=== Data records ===
++++++++

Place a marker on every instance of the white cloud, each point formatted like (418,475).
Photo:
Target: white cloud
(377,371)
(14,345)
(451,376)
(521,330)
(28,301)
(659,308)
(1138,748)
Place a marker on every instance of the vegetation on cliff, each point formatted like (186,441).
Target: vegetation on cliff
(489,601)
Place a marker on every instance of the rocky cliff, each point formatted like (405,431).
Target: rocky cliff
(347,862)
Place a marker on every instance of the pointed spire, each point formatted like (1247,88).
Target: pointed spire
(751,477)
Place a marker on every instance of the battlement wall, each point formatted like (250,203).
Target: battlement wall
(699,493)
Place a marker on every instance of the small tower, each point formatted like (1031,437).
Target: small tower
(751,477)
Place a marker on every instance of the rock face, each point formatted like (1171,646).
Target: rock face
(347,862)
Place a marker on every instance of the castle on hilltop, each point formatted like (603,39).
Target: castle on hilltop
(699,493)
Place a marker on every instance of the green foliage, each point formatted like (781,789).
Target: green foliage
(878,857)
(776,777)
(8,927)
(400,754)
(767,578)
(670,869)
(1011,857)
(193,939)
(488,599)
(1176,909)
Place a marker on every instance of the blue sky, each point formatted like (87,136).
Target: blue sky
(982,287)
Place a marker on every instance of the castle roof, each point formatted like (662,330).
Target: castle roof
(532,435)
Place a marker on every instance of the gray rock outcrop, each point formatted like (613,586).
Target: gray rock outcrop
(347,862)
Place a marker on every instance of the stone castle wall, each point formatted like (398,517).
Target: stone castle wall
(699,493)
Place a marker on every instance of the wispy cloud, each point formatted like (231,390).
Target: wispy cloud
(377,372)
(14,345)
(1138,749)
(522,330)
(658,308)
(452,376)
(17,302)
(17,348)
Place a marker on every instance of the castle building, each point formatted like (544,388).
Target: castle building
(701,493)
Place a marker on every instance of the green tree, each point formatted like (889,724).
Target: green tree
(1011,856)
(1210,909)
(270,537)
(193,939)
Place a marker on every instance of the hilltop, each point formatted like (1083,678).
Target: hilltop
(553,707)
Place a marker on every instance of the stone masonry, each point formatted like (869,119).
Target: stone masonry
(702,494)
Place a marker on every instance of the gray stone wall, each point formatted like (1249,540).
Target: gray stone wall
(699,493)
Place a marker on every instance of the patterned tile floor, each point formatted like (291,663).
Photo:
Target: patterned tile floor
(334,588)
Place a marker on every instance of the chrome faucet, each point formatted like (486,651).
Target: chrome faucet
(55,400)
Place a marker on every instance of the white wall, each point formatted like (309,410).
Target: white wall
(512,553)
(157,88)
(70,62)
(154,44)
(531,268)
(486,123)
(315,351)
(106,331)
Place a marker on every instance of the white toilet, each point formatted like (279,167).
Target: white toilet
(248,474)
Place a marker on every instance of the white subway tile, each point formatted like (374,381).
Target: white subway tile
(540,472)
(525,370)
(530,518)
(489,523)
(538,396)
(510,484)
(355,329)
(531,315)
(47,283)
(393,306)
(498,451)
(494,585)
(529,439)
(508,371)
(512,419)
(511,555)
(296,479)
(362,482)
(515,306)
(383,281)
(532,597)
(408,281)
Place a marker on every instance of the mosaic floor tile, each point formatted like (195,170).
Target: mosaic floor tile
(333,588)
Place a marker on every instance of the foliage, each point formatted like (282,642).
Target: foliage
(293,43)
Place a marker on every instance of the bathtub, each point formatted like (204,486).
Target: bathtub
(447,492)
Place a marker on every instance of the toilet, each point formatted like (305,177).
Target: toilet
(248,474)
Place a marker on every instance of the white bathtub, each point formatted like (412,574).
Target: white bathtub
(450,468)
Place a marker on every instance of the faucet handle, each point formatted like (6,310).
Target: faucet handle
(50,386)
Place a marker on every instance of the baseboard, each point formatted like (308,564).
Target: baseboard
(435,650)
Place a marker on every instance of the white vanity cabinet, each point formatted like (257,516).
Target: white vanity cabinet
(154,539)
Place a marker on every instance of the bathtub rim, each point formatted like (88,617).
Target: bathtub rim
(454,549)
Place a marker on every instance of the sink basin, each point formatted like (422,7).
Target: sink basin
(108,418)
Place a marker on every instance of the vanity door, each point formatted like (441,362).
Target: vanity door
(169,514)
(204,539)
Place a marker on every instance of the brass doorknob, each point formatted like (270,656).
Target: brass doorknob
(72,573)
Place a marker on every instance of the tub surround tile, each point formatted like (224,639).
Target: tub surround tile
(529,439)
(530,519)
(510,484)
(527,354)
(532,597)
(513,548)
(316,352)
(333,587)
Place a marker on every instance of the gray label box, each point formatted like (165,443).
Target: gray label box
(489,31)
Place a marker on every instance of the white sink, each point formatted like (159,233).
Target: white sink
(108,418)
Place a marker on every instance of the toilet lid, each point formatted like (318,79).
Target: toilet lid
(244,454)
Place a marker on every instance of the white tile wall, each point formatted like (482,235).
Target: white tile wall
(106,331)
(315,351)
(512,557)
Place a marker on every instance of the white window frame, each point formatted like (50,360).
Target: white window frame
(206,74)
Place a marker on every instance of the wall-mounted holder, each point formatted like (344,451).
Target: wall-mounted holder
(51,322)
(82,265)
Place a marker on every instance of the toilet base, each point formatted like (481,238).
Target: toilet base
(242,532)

++++++++

=== Problem requirements ===
Extract every record. Keep wording exact.

=== Output for this exercise ===
Place a marker on every instance of the white cloud, each point formatted like (418,475).
Photo:
Target: white cloud
(377,371)
(14,345)
(451,376)
(521,330)
(28,301)
(659,308)
(1138,748)
Place a marker on every instance of the vegetation on cliff, each point formatted like (186,441).
Target: vegetation on cliff
(489,601)
Place a marker on every instance of the rocky cliff, each point formatted like (405,431).
Target: rocky cliff
(347,862)
Place a marker on every instance of the pointed spire, each point formatted like (1247,88).
Target: pointed spire
(751,477)
Place a marker on every instance of the battlement wall, each point formatted like (250,203).
Target: battlement wall
(699,493)
Place a marker on every instance of the small tower, each point formatted like (1031,437).
Target: small tower
(751,477)
Place a marker on every instance of the rock face, each point formatted like (1171,646).
Target: rock face
(347,862)
Place a marker on every instance of the castle on hilltop, each point formatted like (603,39).
Target: castle on hilltop
(699,493)
Place a marker on every instance of the green foliage, each point formatted like (781,789).
Target: green foliage
(878,857)
(776,777)
(8,927)
(400,754)
(767,578)
(670,869)
(1011,857)
(193,939)
(488,599)
(1176,909)
Place a marker on every instance of the blue sky, each point formatted like (87,136).
Target: blue sky
(982,287)
Place a marker on every instance of the castle roof, each point formatted like (662,330).
Target: castle roof
(532,435)
Place a marker on every instance of the gray rock outcrop, each point formatted like (613,586).
Target: gray rock outcrop
(347,862)
Place a marker on every instance of the stone castle wall, each point formatted like (398,517).
Target: stone castle wall
(699,493)
Place a marker on every instance of the wispy cloud, each point formatted like (231,390).
Target: wispy cloud
(377,372)
(14,345)
(1138,749)
(522,330)
(658,308)
(452,376)
(17,302)
(17,348)
Place a marker on every instance of the castle building, each point formatted like (544,388).
Target: castle building
(701,493)
Place a marker on every instance of the green tree, each point formatted like (889,724).
Target: green tree
(1011,856)
(1210,909)
(270,537)
(193,939)
Place a marker on every instance of the hilltop, each point formatted like (1083,678).
Target: hilltop
(553,707)
Place a marker on every instance of the stone masonry, each point formatted like (869,119).
Target: stone masonry
(702,494)
Place a marker on every instance of the gray stone wall, each point formatted like (1249,540).
Target: gray stone wall
(699,493)
Place a marker on every instance of the patterned tile floor, each point formatted like (291,663).
Photo:
Target: patterned tile floor
(334,588)
Place a marker on every instance of the chrome faucet, each point formatted like (486,651).
Target: chrome faucet
(55,400)
Place a marker on every instance of the white wall, each point formatted like (309,410).
Target: white wall
(512,553)
(157,88)
(70,62)
(154,44)
(531,268)
(486,123)
(315,351)
(106,331)
Place a marker on every instance of the white toilet, each point formatted like (279,167).
Target: white toilet
(248,474)
Place a marker on every instance of the white subway tile, each point formatted like (374,381).
Target: white subway tile
(540,472)
(525,370)
(530,518)
(489,523)
(538,396)
(510,484)
(355,329)
(531,315)
(47,283)
(393,306)
(498,451)
(494,585)
(529,439)
(508,371)
(512,419)
(511,555)
(296,479)
(362,482)
(515,306)
(383,281)
(532,597)
(408,281)
Place a marker on every instance of the mosaic floor tile, each point formatted like (195,170).
Target: mosaic floor tile
(333,588)
Place a marker on every instance of the foliage, each point formatted like (282,642).
Target: foliage
(293,43)
Place a marker on every instance of the bathtub, each point formatted like (204,486).
Target: bathtub
(447,492)
Place a marker on every instance of the toilet, each point formatted like (305,177).
Target: toilet
(248,474)
Place a marker on every instance of the white bathtub, each point formatted like (412,574).
Target: white bathtub
(450,468)
Place a marker on every instance of the faucet handle, each point formatted like (6,310).
Target: faucet handle
(50,386)
Place a marker on every instance of the baseboard, each point formatted like (308,564).
Target: baseboard
(435,650)
Place a marker on every instance of the white vanity cabinet, each point formatted like (257,516).
Target: white vanity cabinet
(154,539)
Place a marker on every instance of the bathtub rim, each point formatted like (88,617).
Target: bathtub rim
(454,549)
Place a marker on every instance of the sink basin, each point formatted like (422,7).
Target: sink basin
(108,418)
Place a marker on every instance of the vanity door, each point formatted like (441,362).
Target: vanity door
(169,514)
(204,539)
Place a marker on every instance of the brass doorknob, each point formatted like (270,656).
Target: brass doorknob
(72,573)
Place a marker on every instance of the tub surround tile, each point formatted like (224,639).
Target: tub surround tile
(529,439)
(530,519)
(510,484)
(527,354)
(532,597)
(513,548)
(316,352)
(333,587)
Place a marker on every instance of the gray label box, each point formatted like (165,443).
Target: gray label box
(489,31)
Place a marker on every instance of the white sink, each point formatted like (159,233).
Target: white sink
(108,418)
Place a marker on every instance of the toilet lid, each point formatted like (318,79).
Target: toilet lid
(244,454)
Place a marker on every instance of the white tile wall, each point formatted like (482,235).
Target: white tile wall
(106,331)
(315,351)
(512,557)
Place a marker on every instance of the white window frame, each point formatted like (50,360).
Target: white window frame
(206,74)
Place a marker on every instance of the wall-mounted holder, each point formatted like (344,451).
Target: wall-mounted holder
(51,322)
(82,265)
Place a marker on every instance of the toilet base, each point formatted like (481,238).
Target: toilet base
(242,532)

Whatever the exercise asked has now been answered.